**What is asked**
Render the records below as a Markdown table with the columns Index and Text, one line per row. Begin at the line containing "Goal: identify stone wall", stop after the line containing "[112,101,161,121]", and skip blank lines.

**Records to use**
=-=-=-=-=

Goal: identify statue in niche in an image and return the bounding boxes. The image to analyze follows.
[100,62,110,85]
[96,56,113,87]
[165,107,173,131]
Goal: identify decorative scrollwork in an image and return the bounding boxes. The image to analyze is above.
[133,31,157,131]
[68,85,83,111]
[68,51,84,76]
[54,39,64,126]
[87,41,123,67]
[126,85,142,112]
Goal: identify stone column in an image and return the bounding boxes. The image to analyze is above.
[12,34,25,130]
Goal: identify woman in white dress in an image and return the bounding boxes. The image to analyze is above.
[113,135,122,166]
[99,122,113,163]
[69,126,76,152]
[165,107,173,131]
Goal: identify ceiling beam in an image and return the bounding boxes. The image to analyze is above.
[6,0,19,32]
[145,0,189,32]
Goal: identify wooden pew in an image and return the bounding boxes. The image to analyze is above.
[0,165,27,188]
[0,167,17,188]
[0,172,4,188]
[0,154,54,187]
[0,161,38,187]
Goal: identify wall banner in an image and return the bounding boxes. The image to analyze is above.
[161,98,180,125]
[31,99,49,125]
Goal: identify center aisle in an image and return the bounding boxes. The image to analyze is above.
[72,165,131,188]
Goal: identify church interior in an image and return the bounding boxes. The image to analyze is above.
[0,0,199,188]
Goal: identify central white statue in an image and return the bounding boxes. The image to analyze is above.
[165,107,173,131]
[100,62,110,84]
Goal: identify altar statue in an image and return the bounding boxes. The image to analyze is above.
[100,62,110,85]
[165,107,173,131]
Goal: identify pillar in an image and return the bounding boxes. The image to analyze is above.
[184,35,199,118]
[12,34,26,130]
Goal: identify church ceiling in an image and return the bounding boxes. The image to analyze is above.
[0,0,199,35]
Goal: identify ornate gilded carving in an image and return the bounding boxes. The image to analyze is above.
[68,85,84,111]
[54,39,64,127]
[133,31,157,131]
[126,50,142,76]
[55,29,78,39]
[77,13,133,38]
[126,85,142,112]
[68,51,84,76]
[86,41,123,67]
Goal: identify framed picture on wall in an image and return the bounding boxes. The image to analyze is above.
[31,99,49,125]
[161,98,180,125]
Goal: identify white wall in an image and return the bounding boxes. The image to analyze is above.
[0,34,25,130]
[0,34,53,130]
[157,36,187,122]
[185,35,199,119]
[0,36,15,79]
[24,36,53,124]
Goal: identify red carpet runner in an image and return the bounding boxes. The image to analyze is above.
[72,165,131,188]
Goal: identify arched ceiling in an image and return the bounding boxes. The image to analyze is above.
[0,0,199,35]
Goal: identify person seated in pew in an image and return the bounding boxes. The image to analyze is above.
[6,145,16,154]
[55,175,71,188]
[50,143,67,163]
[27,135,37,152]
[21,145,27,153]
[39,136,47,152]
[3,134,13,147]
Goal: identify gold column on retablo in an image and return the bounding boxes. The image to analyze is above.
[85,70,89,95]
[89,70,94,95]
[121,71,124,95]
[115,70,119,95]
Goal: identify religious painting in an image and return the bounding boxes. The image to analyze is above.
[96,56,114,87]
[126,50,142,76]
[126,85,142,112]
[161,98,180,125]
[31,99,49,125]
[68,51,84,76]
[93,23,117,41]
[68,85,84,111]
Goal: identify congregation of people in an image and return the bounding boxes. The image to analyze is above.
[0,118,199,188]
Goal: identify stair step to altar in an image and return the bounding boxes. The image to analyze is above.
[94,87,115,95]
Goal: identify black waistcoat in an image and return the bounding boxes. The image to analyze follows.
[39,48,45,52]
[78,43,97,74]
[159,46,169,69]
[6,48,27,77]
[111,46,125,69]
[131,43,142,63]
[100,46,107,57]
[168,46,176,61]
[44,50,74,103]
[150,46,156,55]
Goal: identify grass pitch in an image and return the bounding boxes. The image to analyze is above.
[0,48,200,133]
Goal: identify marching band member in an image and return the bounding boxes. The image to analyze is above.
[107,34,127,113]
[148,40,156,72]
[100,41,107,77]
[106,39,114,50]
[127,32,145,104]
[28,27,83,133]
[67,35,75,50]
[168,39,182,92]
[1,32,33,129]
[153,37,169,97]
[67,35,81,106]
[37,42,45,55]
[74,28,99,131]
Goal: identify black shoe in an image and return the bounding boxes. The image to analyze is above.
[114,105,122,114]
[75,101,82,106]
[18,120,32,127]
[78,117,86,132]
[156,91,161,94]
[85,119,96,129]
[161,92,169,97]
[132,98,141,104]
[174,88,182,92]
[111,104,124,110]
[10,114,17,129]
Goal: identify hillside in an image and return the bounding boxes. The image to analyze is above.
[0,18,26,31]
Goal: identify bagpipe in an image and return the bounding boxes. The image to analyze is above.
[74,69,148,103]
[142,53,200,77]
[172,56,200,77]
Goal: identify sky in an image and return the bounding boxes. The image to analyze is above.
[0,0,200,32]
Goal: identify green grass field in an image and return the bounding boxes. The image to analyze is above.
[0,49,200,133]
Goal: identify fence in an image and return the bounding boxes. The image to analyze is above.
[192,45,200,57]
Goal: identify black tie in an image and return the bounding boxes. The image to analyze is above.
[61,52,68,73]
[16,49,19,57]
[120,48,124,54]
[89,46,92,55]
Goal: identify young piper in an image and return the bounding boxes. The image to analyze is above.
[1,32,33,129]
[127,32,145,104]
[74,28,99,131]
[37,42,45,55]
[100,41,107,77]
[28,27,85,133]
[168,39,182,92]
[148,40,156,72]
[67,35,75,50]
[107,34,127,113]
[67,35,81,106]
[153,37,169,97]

=-=-=-=-=

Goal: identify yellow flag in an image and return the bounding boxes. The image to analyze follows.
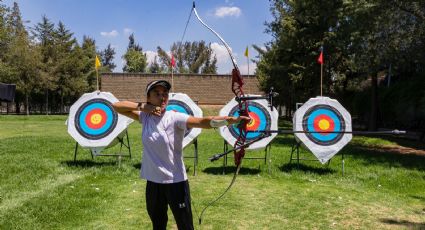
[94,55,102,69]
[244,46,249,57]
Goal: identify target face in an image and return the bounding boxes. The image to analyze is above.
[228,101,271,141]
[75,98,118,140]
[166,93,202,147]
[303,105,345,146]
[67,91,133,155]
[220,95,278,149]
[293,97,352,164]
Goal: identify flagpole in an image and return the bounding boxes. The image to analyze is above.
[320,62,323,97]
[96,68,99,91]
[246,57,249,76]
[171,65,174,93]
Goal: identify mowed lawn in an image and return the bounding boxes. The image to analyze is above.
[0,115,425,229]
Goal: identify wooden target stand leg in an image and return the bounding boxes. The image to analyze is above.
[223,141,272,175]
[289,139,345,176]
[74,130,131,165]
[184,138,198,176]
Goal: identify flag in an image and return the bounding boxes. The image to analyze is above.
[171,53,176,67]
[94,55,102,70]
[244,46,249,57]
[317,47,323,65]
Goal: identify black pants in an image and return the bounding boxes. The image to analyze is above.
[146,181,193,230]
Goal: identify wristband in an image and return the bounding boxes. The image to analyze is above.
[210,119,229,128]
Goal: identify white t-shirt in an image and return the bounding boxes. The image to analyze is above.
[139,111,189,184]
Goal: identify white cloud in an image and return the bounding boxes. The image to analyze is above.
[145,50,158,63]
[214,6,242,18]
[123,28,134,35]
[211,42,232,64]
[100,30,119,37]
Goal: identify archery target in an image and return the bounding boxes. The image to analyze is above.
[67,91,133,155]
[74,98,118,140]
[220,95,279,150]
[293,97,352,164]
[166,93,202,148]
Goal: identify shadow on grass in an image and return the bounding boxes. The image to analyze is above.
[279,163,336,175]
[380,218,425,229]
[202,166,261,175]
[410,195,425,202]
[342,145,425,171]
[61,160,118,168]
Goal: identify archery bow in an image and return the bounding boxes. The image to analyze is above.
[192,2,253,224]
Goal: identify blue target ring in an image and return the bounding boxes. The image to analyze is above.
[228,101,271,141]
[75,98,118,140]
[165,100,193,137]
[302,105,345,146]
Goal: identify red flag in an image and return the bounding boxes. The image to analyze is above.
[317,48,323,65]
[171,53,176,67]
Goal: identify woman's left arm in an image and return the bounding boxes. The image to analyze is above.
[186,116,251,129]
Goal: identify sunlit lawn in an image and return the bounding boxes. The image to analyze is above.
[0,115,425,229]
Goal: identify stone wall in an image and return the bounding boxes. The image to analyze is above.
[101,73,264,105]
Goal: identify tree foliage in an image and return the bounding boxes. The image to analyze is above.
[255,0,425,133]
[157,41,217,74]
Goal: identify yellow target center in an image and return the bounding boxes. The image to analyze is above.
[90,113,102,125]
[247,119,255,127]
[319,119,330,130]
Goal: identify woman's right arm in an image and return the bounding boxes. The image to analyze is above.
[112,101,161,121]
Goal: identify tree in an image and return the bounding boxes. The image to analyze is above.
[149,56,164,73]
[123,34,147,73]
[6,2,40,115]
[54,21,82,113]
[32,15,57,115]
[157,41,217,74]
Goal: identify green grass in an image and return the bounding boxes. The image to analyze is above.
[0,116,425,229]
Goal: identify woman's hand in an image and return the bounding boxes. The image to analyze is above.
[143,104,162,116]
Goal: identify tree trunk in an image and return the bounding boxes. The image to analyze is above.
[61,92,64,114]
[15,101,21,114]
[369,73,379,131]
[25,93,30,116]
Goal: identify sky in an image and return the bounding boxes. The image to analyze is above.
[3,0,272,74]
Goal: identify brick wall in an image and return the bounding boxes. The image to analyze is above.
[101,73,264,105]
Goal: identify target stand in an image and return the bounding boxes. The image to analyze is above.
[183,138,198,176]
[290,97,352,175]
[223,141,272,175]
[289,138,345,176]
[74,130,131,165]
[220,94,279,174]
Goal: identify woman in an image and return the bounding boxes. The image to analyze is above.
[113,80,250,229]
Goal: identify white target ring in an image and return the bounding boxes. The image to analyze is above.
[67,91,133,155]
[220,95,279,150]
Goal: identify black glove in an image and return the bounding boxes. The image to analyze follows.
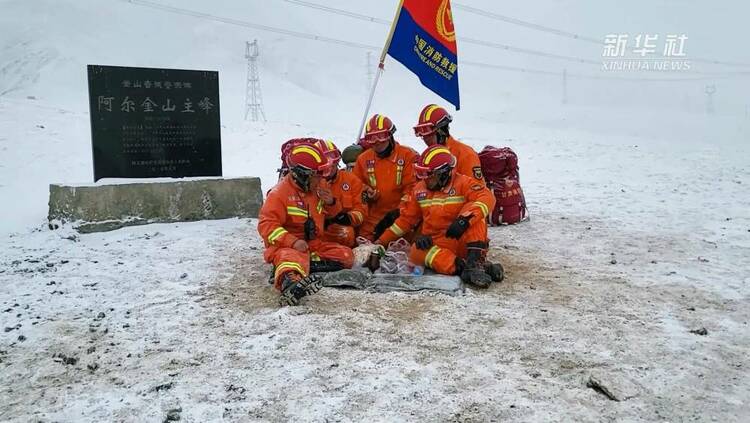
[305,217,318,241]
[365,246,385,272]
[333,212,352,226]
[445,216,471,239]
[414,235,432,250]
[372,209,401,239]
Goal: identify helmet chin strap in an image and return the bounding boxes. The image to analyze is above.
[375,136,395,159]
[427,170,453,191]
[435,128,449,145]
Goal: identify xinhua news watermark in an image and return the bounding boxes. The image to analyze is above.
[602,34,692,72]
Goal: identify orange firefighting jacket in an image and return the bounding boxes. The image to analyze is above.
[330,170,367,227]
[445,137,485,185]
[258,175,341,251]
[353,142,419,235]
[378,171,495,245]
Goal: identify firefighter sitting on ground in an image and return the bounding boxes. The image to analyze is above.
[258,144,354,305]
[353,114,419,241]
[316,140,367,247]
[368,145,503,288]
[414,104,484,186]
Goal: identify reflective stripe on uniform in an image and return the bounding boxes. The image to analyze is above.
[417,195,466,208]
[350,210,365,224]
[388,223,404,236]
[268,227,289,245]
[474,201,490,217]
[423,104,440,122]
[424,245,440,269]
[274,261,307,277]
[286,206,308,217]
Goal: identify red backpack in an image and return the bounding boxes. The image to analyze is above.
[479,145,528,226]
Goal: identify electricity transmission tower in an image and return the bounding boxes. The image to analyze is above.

=-=-=-=-=

**Answer to the exercise**
| Index | Text |
|---|---|
| 1 | Goal: identify stone wall in an image and return the bounding boxes. The image to analyze is above. |
| 2 | [101,73,264,105] |
| 3 | Goal: identify tree foliage in an image and return the bounding boxes. The image to analyze is above. |
| 4 | [255,0,425,133] |
| 5 | [157,41,217,74] |
| 6 | Goal: identify yellow target center in an image and return the bounding boxes. The image to analyze is above. |
| 7 | [90,113,102,125] |
| 8 | [247,119,255,127] |
| 9 | [319,119,330,130] |
| 10 | Goal: identify woman's right arm in an image and return the bounding boxes. The image to analyze is above. |
| 11 | [112,101,161,121] |